Written task:
In the PolyFuzz fit documentation below, list every distinct string value placed inside the lists passed to model.fit in the usage code.

Fit one or model distance models on from_list if no to_list is given or fit them on to_list if both from_list and to_list are given.

Typically, the to_list will be tracked as the list that we want to transform our from_list to. In other words, it is the golden list of words that we want the words in the from_list mapped to.

However, you can also choose a single from_list and leave to_list empty to map all words from within from_list to each other. Then, from_list will be tracked instead as the golden list of words.

Thus, if you want to train on a single list instead, use only from_list and keep to_list empty.

Parameters:

Name Type Description Default
from_list List[str]

The list from which you want mappings. If you want to map items within a list, and not map the items to themselves, you can supply only the from_list and ignore the to_list.

required
to_list List[str]

The list where you want to map to

None

Usage:

After having initialized your models, you can pass through lists of strings:

import polyfuzz as pf
model = pf.PolyFuzz("TF-IDF", model_id="TF-IDF")
model.fit(from_list = ["string_one", "string_two"],
          to_list = ["string_three", "string_four"])

Now, whenever you apply .transform(new_list), the new_list will be mapped to the words in to_list.

You can also fit on a single list of words:

import polyfuzz as pf
model = pf.PolyFuzz("TF-IDF", model_id="TF-IDF")
model.fit(["string_three", "string_four"])
Source code in polyfuzz\polyfuzz.py
def fit(self, 
        from_list: List[str],
        to_list: List[str] = None):
    """ Fit one or model distance models on `from_list` if no `to_list` is given 
    or fit them on `to_list` if both `from_list` and `to_list` are given.

Listed records:
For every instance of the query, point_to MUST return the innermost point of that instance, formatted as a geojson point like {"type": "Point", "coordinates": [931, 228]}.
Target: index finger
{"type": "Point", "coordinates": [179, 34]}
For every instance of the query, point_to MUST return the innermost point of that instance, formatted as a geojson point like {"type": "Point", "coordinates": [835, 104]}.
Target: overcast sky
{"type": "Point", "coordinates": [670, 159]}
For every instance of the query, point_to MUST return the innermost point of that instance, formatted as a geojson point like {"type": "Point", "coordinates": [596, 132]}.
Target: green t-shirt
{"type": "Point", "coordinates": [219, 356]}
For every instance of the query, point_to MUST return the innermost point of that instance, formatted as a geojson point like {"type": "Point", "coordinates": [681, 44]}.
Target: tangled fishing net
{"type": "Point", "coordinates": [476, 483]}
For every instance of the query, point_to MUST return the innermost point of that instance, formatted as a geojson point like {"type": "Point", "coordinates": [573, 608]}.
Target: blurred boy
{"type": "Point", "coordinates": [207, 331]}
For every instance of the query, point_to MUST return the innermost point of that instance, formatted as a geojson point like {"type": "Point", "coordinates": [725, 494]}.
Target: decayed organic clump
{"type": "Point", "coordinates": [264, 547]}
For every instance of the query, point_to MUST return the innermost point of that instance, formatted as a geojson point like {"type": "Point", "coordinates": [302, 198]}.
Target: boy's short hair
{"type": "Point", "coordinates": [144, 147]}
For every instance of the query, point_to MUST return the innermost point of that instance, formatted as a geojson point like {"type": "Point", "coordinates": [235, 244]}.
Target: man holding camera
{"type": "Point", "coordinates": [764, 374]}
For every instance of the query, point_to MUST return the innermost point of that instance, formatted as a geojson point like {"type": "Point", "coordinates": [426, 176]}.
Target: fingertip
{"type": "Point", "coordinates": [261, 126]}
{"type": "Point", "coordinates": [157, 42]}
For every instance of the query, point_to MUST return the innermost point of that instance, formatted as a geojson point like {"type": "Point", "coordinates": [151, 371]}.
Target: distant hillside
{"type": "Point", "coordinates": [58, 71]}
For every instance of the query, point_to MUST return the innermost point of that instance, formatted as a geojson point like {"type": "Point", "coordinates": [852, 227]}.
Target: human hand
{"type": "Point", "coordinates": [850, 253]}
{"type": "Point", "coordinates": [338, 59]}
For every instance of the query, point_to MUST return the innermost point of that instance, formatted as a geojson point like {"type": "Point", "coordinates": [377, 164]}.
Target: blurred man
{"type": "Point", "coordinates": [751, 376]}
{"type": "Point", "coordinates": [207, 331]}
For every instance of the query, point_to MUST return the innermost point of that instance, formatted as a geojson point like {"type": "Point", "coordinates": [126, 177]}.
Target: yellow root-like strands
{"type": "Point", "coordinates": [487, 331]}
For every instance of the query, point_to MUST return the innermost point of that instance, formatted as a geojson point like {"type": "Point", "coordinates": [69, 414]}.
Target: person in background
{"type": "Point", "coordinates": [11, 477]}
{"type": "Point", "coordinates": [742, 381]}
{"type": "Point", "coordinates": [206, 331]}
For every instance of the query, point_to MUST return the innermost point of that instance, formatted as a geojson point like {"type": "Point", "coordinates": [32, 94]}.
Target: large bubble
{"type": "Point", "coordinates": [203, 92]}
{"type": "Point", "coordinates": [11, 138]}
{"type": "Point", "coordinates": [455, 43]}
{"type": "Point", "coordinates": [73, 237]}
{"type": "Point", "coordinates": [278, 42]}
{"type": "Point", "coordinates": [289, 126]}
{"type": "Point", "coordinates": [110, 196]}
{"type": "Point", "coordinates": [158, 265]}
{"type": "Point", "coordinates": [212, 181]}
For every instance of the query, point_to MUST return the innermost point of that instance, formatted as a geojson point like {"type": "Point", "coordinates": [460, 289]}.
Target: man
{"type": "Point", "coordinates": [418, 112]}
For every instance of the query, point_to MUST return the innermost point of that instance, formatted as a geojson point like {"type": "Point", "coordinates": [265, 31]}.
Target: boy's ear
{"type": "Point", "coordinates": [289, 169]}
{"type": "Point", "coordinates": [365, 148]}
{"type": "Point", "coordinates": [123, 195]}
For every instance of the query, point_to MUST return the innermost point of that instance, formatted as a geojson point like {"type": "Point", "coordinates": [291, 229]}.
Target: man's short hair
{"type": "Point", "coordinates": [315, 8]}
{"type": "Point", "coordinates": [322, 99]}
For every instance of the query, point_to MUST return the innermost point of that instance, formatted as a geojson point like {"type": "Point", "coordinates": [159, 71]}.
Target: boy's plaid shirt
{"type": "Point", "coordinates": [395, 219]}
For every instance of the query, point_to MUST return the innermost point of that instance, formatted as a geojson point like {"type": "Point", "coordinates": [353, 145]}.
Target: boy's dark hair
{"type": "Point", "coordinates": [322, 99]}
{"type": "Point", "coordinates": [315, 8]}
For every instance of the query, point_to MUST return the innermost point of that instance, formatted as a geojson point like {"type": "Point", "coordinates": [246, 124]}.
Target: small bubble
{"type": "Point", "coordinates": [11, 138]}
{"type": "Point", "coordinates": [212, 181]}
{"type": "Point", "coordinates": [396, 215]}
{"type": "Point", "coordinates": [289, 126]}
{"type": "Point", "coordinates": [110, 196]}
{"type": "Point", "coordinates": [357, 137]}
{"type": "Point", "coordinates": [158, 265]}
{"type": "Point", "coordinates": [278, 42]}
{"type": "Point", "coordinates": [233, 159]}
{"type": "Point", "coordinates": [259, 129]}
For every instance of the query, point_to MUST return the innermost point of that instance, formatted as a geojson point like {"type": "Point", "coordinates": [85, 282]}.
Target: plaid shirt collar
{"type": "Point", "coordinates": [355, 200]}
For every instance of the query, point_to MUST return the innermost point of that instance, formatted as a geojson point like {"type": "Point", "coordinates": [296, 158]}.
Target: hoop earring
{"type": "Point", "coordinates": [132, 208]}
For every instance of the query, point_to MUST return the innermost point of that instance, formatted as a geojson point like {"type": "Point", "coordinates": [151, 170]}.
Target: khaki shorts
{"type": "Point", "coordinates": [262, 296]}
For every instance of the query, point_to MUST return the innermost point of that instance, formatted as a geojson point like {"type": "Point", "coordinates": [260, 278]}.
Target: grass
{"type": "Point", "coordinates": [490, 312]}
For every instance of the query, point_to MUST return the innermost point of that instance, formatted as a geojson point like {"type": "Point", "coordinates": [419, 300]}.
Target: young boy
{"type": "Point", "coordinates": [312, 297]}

The reply:
string_one, string_two, string_three, string_four